● Texte fourni
------------------------------------------------------------------------
Bisphénol A : des experts reconnaissent l’existence de signaux d’alerte LE MONDE .fr
Les effets de la substance, que l'on retrouve dans les urines de plus de 90 % des Américains, font l'objet d'interrogations dans plusieurs pays. Au Canada, son usage est banni depuis octobre 2008. La Food and Drug Administration américaine a rendu, en janvier, un avis dans lequel elle fait état d'une "préoccupation" sur les effets potentiels du bisphénol sur le fœtus et les jeunes enfants.
------------------------------------------------------------------------
● Consigne
Dans le texte sur le bisphénol A, recopiez tout ce qui va de « Bisphénol A : des » jusqu'à « les jeunes enfants. » en remplaçant « janvier » par « février ».

● Données à examiner
------------------------------------------------------------------------
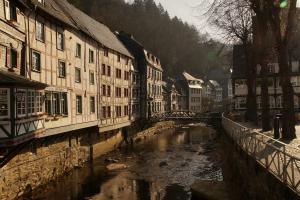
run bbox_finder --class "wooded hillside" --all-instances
[70,0,229,77]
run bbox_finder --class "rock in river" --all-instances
[191,180,229,200]
[106,164,127,171]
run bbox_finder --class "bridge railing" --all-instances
[222,115,300,195]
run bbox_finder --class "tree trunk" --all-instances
[255,9,272,131]
[260,60,272,131]
[278,41,296,140]
[244,41,257,123]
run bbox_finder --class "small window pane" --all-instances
[76,96,82,114]
[58,61,66,78]
[32,51,41,71]
[75,67,81,83]
[0,89,9,117]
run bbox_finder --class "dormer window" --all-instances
[36,21,45,42]
[38,0,45,5]
[4,0,17,21]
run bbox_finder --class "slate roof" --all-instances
[231,45,247,79]
[27,0,76,28]
[182,72,203,83]
[0,70,48,89]
[117,31,163,70]
[54,0,133,57]
[209,80,220,87]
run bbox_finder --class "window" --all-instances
[102,106,106,119]
[107,66,111,77]
[101,64,106,75]
[35,21,45,42]
[90,97,96,113]
[75,67,81,83]
[102,85,106,96]
[76,95,82,114]
[116,87,122,98]
[90,70,95,85]
[106,106,111,118]
[116,69,122,79]
[89,49,94,63]
[116,106,122,117]
[52,92,60,115]
[57,32,64,50]
[27,90,35,115]
[45,91,68,116]
[75,43,81,58]
[124,71,129,80]
[124,88,129,97]
[10,49,18,68]
[31,50,41,72]
[107,85,111,97]
[4,0,10,20]
[4,0,17,21]
[60,93,68,116]
[0,45,8,67]
[45,92,52,115]
[38,0,45,5]
[58,60,66,78]
[124,106,129,116]
[103,48,108,57]
[16,90,26,116]
[0,88,9,117]
[35,91,43,113]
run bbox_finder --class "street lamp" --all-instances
[279,0,288,8]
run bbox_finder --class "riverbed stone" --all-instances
[106,164,128,171]
[191,180,229,200]
[0,121,175,200]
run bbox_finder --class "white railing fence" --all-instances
[222,115,300,194]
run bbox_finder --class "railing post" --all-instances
[283,146,287,184]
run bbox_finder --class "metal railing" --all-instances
[222,115,300,195]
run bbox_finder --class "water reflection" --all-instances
[31,127,223,200]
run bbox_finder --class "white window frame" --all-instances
[58,60,67,78]
[75,67,82,83]
[0,88,10,119]
[56,31,65,51]
[35,20,46,42]
[26,90,37,116]
[90,96,96,114]
[4,0,10,20]
[75,95,83,115]
[89,70,95,85]
[16,89,27,117]
[31,49,42,72]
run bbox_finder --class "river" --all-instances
[29,125,231,200]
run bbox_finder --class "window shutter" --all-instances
[16,52,20,68]
[4,0,10,20]
[6,49,11,68]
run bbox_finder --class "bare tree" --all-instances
[265,0,297,140]
[207,0,257,122]
[249,0,272,131]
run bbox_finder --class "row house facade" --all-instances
[118,32,164,119]
[232,46,300,114]
[177,72,204,113]
[0,0,133,146]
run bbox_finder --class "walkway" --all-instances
[222,116,300,195]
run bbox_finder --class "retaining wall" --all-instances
[0,122,175,200]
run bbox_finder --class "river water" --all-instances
[30,125,230,200]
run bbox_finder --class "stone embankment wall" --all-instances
[0,122,175,200]
[222,134,300,200]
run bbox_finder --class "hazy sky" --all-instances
[155,0,210,32]
[154,0,300,38]
[125,0,300,38]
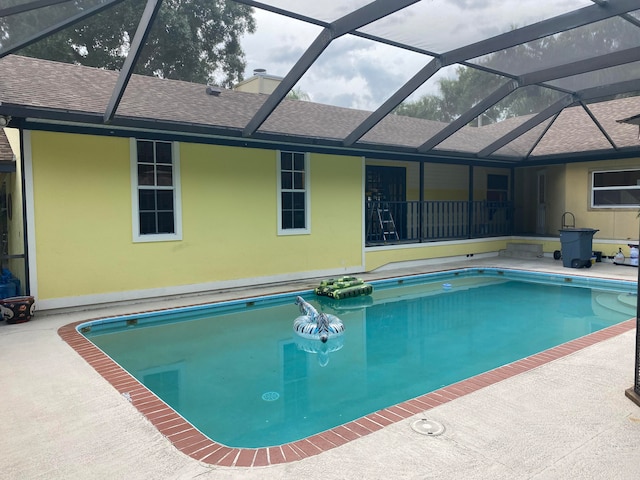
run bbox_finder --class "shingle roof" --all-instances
[0,55,640,164]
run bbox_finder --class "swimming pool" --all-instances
[79,269,635,448]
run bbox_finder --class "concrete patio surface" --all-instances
[0,257,640,480]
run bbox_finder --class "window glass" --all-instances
[591,169,640,208]
[278,152,309,234]
[131,140,181,241]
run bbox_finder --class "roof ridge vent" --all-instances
[206,85,222,97]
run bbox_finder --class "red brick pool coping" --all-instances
[58,319,636,467]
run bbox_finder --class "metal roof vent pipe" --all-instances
[206,85,222,97]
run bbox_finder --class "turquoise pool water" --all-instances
[84,269,636,448]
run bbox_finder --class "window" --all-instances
[591,170,640,208]
[278,152,310,235]
[131,139,182,242]
[487,174,509,202]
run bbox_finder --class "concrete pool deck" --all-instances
[0,257,640,479]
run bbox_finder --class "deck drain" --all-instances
[262,392,280,402]
[411,418,444,437]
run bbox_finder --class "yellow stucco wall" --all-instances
[565,159,640,241]
[31,132,363,299]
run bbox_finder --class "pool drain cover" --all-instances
[411,418,444,437]
[262,392,280,402]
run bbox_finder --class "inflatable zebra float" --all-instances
[293,296,344,343]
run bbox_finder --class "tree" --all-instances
[5,0,255,87]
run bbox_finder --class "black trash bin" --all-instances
[560,228,598,268]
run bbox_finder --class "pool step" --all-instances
[595,293,637,318]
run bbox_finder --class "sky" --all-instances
[242,0,592,110]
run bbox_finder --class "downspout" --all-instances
[418,161,424,243]
[467,165,473,238]
[18,126,31,295]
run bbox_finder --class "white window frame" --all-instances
[276,150,311,235]
[129,138,182,243]
[590,167,640,209]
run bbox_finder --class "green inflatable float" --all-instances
[315,277,373,300]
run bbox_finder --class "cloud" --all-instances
[242,0,582,110]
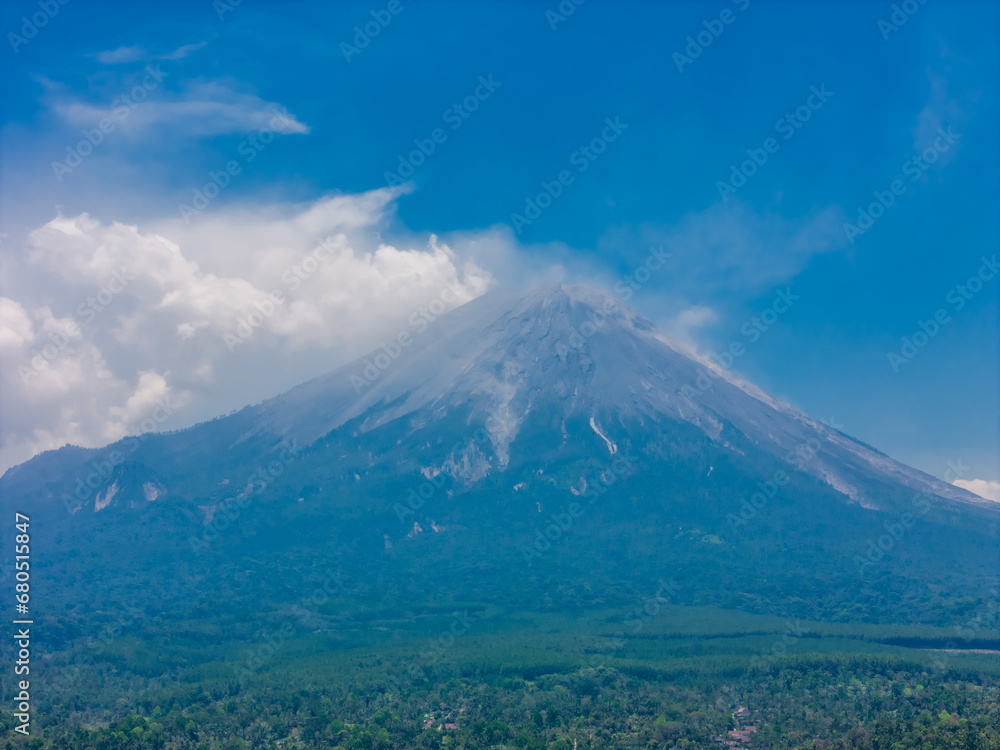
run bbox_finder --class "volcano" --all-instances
[0,284,1000,621]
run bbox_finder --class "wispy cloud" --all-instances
[49,81,310,137]
[0,189,492,468]
[952,479,1000,503]
[94,42,208,65]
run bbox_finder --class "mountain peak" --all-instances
[246,283,989,507]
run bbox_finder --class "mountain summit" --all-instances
[240,284,990,507]
[0,285,1000,621]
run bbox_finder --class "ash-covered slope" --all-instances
[244,284,992,507]
[0,284,997,513]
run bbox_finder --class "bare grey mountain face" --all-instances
[248,284,991,507]
[0,285,1000,622]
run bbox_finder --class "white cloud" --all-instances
[598,200,845,311]
[95,42,208,65]
[952,479,1000,503]
[97,47,146,65]
[0,189,492,467]
[49,82,310,137]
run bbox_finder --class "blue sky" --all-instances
[0,0,1000,490]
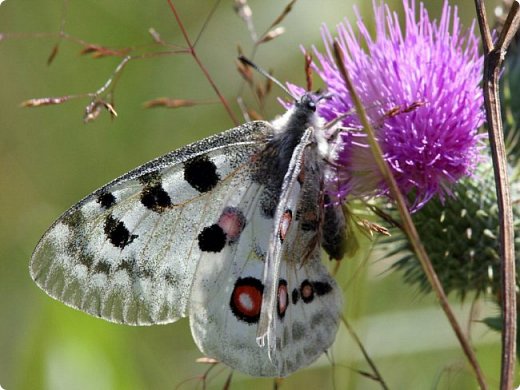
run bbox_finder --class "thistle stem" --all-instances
[334,42,487,389]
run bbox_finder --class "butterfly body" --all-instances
[30,95,342,376]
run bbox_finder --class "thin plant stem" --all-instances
[168,0,239,126]
[475,0,520,390]
[341,315,388,390]
[334,42,487,389]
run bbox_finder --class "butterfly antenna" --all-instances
[238,56,298,100]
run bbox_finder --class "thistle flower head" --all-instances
[386,157,520,298]
[292,0,483,208]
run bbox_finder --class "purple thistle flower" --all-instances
[292,0,485,208]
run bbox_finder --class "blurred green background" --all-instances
[0,0,510,390]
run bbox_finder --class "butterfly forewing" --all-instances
[30,122,271,325]
[30,94,344,376]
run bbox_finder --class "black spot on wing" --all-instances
[197,224,227,253]
[184,155,220,192]
[291,288,300,305]
[312,282,332,295]
[117,259,135,275]
[141,183,172,213]
[105,215,138,249]
[96,192,116,210]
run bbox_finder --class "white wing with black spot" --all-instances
[30,122,272,325]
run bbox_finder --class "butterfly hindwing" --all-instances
[30,122,271,325]
[189,129,341,376]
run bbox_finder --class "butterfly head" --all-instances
[295,93,320,115]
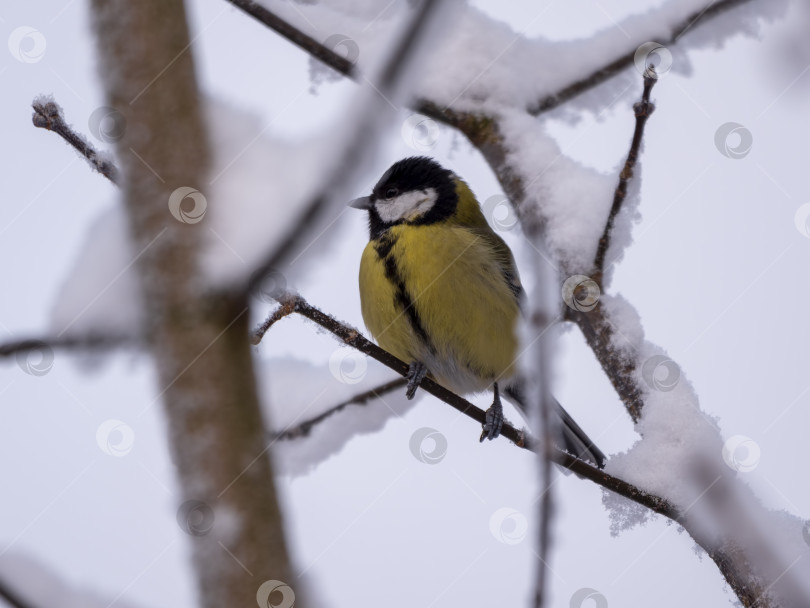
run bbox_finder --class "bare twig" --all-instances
[529,0,752,116]
[31,99,118,184]
[252,294,679,520]
[591,66,658,287]
[226,0,355,78]
[226,0,752,126]
[270,378,408,440]
[248,2,444,290]
[250,298,295,345]
[0,334,131,358]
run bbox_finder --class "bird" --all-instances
[349,156,606,468]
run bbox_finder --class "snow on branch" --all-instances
[253,293,679,521]
[270,378,408,440]
[249,2,450,288]
[591,65,658,286]
[225,0,355,78]
[31,96,118,184]
[529,0,754,116]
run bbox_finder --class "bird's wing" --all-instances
[468,226,525,308]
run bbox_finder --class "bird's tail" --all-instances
[504,383,607,469]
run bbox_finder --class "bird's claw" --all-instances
[478,383,503,442]
[405,361,427,399]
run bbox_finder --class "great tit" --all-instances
[350,157,605,466]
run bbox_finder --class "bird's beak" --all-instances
[349,196,371,211]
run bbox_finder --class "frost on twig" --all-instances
[31,97,118,184]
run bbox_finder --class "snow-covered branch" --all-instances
[0,334,128,358]
[253,293,679,520]
[31,97,118,184]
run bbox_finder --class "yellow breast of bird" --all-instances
[360,223,520,393]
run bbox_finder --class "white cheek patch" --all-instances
[374,188,437,224]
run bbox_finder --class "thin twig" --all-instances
[591,66,658,287]
[0,335,129,358]
[0,579,34,608]
[529,0,752,116]
[252,294,679,520]
[250,298,295,345]
[31,99,118,184]
[271,378,408,440]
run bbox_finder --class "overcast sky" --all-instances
[0,0,810,608]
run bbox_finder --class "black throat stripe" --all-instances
[374,233,436,352]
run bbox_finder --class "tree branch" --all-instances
[31,99,118,184]
[0,579,35,608]
[0,334,129,358]
[528,0,752,116]
[591,66,658,288]
[248,1,443,290]
[270,378,408,440]
[90,0,292,608]
[254,294,679,521]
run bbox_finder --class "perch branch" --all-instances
[591,66,658,288]
[31,99,118,184]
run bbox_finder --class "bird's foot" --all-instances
[405,361,427,399]
[479,382,503,441]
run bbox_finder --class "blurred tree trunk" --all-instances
[92,0,300,608]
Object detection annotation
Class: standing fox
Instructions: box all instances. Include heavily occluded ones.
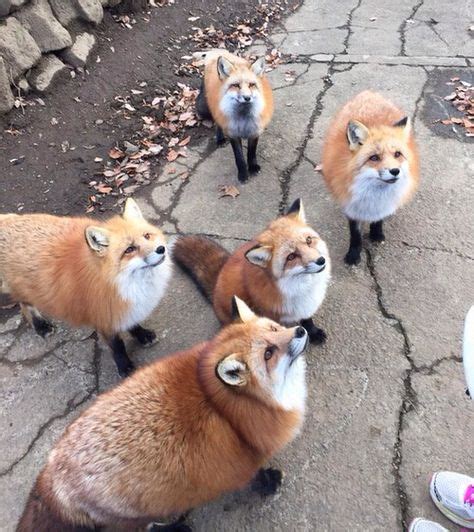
[0,199,171,376]
[17,299,307,532]
[173,199,330,343]
[194,49,273,182]
[322,91,419,264]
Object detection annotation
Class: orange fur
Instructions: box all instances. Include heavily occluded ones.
[18,311,304,532]
[204,50,273,135]
[322,91,419,204]
[0,202,168,336]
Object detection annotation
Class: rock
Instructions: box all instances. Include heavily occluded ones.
[0,0,12,17]
[0,17,41,80]
[14,0,72,52]
[28,54,68,92]
[0,57,15,113]
[61,32,96,68]
[49,0,104,26]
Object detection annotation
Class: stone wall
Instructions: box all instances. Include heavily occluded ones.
[0,0,126,113]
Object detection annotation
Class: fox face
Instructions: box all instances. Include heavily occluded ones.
[246,200,328,279]
[85,198,167,276]
[346,117,411,187]
[217,56,265,116]
[216,296,308,411]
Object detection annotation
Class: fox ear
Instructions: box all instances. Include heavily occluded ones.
[250,57,265,76]
[346,120,369,150]
[216,353,249,386]
[122,198,144,220]
[232,296,257,323]
[286,198,306,224]
[217,55,234,79]
[85,225,109,255]
[245,244,272,268]
[393,116,411,134]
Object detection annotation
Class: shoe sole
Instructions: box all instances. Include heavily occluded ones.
[430,475,474,530]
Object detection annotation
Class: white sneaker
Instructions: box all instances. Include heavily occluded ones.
[430,471,474,529]
[408,517,449,532]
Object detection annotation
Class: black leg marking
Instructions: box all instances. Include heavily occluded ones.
[344,219,362,265]
[230,139,249,183]
[247,137,260,174]
[107,334,135,378]
[216,126,225,146]
[369,220,385,242]
[300,318,327,344]
[128,325,156,345]
[252,467,283,497]
[31,314,54,338]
------------------------------------------------------------------------
● Corrigé
Bisphénol A : des experts reconnaissent l’existence de signaux d’alerte LE MONDE .fr
Les effets de la substance, que l'on retrouve dans les urines de plus de 90 % des Américains, font l'objet d'interrogations dans plusieurs pays. Au Canada, son usage est banni depuis octobre 2008. La Food and Drug Administration américaine a rendu, en février, un avis dans lequel elle fait état d'une "préoccupation" sur les effets potentiels du bisphénol sur le fœtus et les jeunes enfants.